### WORK TO DO
a) List every action the passage on Vermont's economy says Vermont Republicans take.
b) According to the passage on Vermont's economy, what has remained stagnant for Vermonters?
c) Please write out the part of the passage on Vermont's economy that opens with the words containing "And yes, in" and closes with "badly as we are.".

-- BEGIN EXTRACTED TEXT --

Vermont Republicans are fond of slamming the Shumlin Economy, cherrypicking statistics that make the Governor’s record look bad. They criticize his policies as crippling to economic growth and middle-class prosperity. (And now that Bernie Sanders is running for President, they try to blame all the ills of the last three decades on him, even though he hasn’t been running the place and would clearly have adopted very different policies if he had been. Protip to Republicans: correlation is not causation.)

And yes, in spite of very low unemployment, it’s inarguable that the recovery has been slow and spotty for most Vermonters. Their purchasing power has remained stagnant. But this isn’t just a Vermont phenomenon, and if you look at other states with conservative governments, they’re failing at least as badly as we are.

-- END EXTRACTED TEXT --
-- BEGIN SUPPLIED ENTRIES --

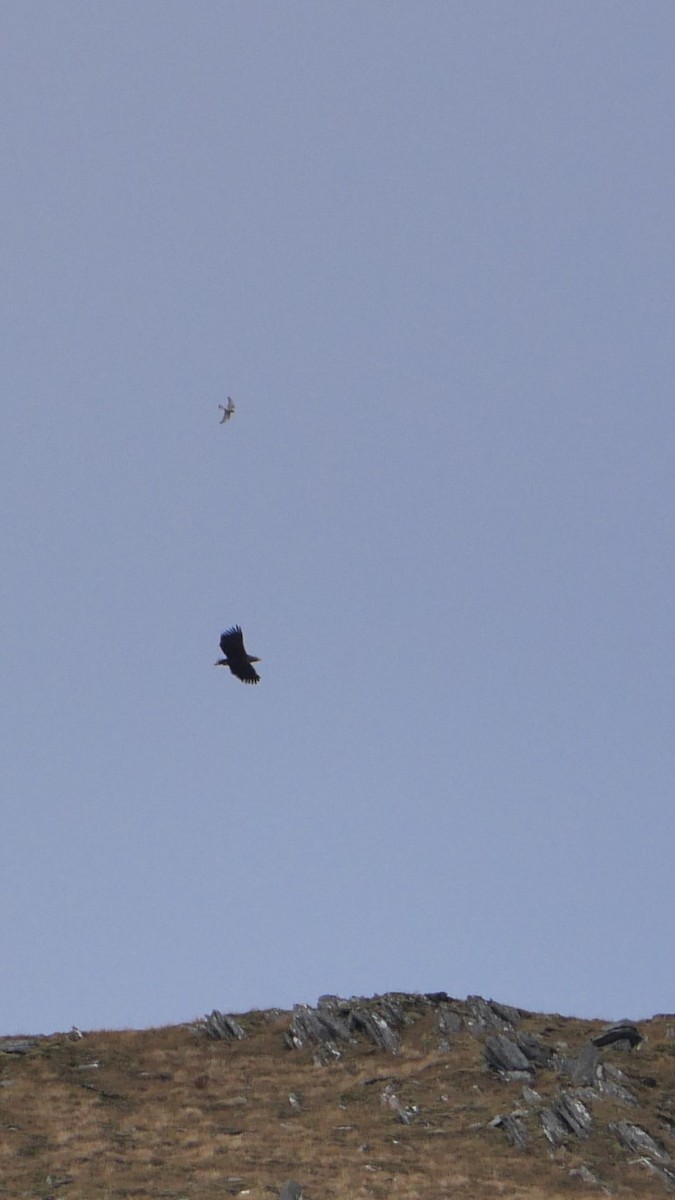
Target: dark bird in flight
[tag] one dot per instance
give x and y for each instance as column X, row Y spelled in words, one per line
column 236, row 657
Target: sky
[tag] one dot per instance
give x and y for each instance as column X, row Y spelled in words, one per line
column 428, row 249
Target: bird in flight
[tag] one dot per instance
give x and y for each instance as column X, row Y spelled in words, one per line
column 236, row 657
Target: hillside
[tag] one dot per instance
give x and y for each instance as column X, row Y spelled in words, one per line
column 398, row 1098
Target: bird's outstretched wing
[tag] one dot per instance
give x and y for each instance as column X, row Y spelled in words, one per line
column 232, row 646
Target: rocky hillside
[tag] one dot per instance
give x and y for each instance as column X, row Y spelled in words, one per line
column 399, row 1097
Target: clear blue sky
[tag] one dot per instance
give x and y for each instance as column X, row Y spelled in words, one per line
column 429, row 251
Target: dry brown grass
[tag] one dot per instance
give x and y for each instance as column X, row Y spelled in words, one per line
column 171, row 1114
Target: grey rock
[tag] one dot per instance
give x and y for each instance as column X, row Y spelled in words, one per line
column 567, row 1115
column 514, row 1128
column 223, row 1027
column 483, row 1017
column 554, row 1128
column 503, row 1056
column 584, row 1067
column 586, row 1176
column 507, row 1013
column 448, row 1020
column 311, row 1025
column 375, row 1027
column 638, row 1141
column 533, row 1050
column 608, row 1090
column 574, row 1113
column 17, row 1045
column 291, row 1191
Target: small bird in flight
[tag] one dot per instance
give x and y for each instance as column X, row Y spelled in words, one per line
column 236, row 657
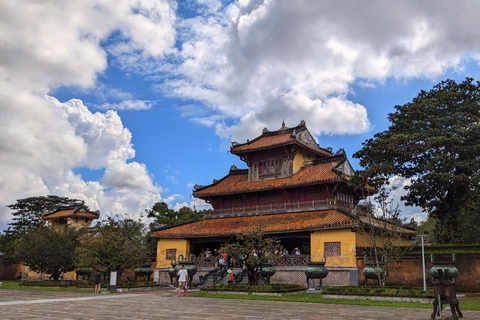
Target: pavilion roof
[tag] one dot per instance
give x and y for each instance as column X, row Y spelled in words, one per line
column 72, row 212
column 379, row 224
column 237, row 180
column 270, row 224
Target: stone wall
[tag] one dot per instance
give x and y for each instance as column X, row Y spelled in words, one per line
column 408, row 271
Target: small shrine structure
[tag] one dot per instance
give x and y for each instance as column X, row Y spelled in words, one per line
column 75, row 216
column 292, row 189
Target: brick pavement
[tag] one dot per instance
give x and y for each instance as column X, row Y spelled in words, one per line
column 15, row 305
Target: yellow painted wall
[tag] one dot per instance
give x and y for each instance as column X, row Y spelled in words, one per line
column 364, row 240
column 299, row 160
column 347, row 244
column 182, row 246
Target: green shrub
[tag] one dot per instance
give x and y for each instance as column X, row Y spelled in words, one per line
column 254, row 288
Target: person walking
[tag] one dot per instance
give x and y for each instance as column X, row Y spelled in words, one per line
column 97, row 283
column 182, row 275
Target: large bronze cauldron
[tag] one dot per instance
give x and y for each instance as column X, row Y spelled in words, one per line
column 84, row 272
column 266, row 271
column 144, row 271
column 373, row 269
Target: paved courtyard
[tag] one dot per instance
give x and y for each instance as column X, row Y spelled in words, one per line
column 157, row 305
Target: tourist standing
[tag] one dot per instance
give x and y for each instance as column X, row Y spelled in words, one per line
column 182, row 280
column 97, row 283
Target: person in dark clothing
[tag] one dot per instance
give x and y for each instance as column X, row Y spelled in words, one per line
column 97, row 283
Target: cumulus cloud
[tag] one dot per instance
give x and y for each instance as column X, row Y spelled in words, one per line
column 126, row 105
column 396, row 190
column 42, row 139
column 258, row 62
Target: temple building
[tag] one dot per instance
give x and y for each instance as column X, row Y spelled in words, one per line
column 78, row 217
column 292, row 189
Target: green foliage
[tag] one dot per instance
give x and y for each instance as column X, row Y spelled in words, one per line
column 49, row 250
column 27, row 215
column 116, row 245
column 28, row 212
column 253, row 250
column 165, row 217
column 383, row 230
column 435, row 141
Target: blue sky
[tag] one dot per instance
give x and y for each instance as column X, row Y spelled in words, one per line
column 125, row 103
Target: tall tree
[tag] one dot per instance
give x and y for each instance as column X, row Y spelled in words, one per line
column 165, row 217
column 49, row 250
column 27, row 213
column 434, row 141
column 383, row 233
column 116, row 246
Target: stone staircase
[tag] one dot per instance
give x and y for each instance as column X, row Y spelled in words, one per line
column 217, row 277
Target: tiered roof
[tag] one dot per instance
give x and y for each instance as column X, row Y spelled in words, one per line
column 283, row 137
column 237, row 180
column 72, row 212
column 271, row 224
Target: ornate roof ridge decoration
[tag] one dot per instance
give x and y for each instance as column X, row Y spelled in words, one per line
column 75, row 209
column 291, row 137
column 233, row 171
column 237, row 181
column 80, row 211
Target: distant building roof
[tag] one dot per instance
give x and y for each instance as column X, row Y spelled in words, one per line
column 237, row 180
column 275, row 223
column 72, row 212
column 379, row 224
column 298, row 135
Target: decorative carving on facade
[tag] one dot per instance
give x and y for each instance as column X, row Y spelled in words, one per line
column 198, row 187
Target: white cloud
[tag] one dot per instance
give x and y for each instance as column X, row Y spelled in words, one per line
column 127, row 105
column 258, row 62
column 48, row 44
column 396, row 190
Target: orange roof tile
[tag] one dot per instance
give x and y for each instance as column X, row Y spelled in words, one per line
column 270, row 141
column 275, row 223
column 70, row 213
column 238, row 183
column 385, row 225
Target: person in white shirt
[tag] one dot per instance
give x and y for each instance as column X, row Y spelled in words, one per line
column 182, row 275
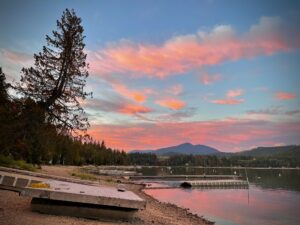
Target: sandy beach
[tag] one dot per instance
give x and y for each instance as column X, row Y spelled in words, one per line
column 16, row 210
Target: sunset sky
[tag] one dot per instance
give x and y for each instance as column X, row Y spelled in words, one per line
column 219, row 73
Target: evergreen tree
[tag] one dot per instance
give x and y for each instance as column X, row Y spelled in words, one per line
column 57, row 80
column 3, row 88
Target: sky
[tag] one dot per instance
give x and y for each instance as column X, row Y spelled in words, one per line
column 219, row 73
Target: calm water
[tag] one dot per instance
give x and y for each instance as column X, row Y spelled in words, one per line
column 273, row 196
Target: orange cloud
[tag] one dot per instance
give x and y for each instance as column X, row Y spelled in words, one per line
column 285, row 95
column 187, row 52
column 229, row 101
column 225, row 135
column 170, row 103
column 208, row 79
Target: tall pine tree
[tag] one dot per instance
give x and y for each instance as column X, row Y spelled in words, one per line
column 57, row 80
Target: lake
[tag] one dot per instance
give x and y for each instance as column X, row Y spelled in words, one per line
column 273, row 196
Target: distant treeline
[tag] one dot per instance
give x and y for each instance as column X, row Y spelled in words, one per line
column 291, row 159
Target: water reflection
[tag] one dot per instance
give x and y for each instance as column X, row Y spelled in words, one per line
column 232, row 206
column 272, row 198
column 286, row 179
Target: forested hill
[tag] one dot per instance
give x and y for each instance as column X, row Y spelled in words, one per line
column 283, row 151
column 186, row 149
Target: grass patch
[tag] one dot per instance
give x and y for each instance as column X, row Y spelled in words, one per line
column 84, row 176
column 8, row 161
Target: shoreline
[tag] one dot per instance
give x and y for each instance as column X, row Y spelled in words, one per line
column 14, row 209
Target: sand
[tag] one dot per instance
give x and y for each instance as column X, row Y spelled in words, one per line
column 16, row 210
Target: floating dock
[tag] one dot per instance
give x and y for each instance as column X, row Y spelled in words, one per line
column 185, row 177
column 73, row 199
column 215, row 183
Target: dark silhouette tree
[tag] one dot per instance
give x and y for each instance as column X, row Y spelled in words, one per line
column 57, row 80
column 3, row 88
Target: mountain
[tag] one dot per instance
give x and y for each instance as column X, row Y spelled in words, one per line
column 185, row 149
column 280, row 151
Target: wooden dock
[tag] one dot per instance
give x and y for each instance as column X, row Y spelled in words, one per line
column 73, row 199
column 186, row 177
column 228, row 183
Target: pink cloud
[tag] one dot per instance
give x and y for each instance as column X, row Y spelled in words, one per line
column 134, row 109
column 208, row 79
column 228, row 101
column 230, row 98
column 135, row 95
column 285, row 95
column 17, row 57
column 187, row 52
column 118, row 105
column 225, row 135
column 176, row 89
column 235, row 93
column 171, row 103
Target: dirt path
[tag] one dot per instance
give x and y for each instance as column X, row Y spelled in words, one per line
column 16, row 210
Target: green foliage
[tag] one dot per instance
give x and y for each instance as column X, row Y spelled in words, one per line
column 8, row 161
column 59, row 75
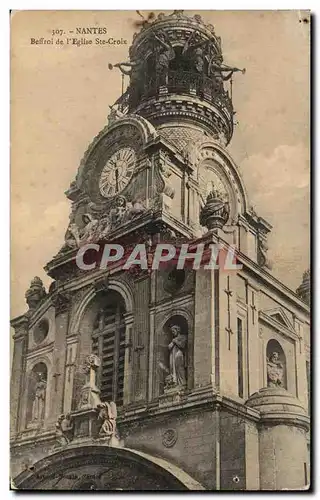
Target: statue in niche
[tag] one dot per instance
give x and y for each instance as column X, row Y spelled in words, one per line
column 165, row 54
column 108, row 419
column 198, row 50
column 274, row 371
column 177, row 357
column 38, row 404
column 219, row 72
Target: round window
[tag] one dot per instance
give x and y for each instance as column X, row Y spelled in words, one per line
column 41, row 331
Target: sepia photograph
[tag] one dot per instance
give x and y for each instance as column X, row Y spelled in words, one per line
column 160, row 250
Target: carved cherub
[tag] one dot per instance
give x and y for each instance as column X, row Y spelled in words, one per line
column 107, row 419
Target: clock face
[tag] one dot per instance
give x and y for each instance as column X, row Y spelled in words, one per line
column 117, row 172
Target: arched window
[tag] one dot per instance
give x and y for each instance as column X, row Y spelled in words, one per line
column 108, row 343
column 37, row 389
column 276, row 365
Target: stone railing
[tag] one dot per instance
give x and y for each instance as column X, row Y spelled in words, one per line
column 178, row 82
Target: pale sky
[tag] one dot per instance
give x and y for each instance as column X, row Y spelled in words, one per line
column 60, row 97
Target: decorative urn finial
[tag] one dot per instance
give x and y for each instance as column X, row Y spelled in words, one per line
column 35, row 293
column 215, row 212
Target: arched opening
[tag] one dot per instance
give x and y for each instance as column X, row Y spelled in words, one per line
column 276, row 365
column 36, row 397
column 104, row 468
column 174, row 354
column 108, row 343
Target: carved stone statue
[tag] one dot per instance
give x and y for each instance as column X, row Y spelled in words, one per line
column 118, row 212
column 165, row 54
column 64, row 429
column 177, row 350
column 38, row 404
column 107, row 419
column 274, row 371
column 89, row 232
column 100, row 320
column 135, row 70
column 90, row 394
column 262, row 256
column 216, row 210
column 197, row 50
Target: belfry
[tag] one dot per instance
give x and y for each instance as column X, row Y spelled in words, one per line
column 163, row 379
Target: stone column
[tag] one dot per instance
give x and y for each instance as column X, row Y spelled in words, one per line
column 254, row 342
column 71, row 356
column 61, row 303
column 204, row 331
column 127, row 380
column 282, row 439
column 20, row 340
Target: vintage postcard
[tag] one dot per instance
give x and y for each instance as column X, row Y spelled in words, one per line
column 160, row 310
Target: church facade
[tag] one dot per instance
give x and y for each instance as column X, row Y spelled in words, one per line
column 169, row 378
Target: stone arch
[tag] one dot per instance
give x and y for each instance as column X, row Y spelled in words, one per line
column 274, row 346
column 106, row 467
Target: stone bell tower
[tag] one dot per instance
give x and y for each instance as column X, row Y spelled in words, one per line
column 177, row 362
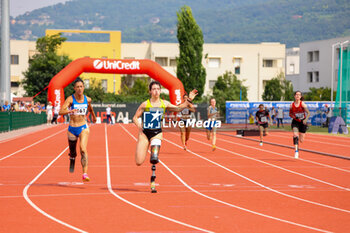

-- END SUPPLIED ENTRIES --

### FULL SOLUTIONS
a)
- Slamming the Shumlin Economy
- Cherrypicking statistics that make the Governor's record look bad
- Criticizing his policies as crippling to economic growth and middle-class prosperity
- Trying to blame all the ills of the last three decades on Bernie Sanders

b) Their purchasing power.

c)
And yes, in spite of very low unemployment, it’s inarguable that the recovery has been slow and spotty for most Vermonters. Their purchasing power has remained stagnant. But this isn’t just a Vermont phenomenon, and if you look at other states with conservative governments, they’re failing at least as badly as we are.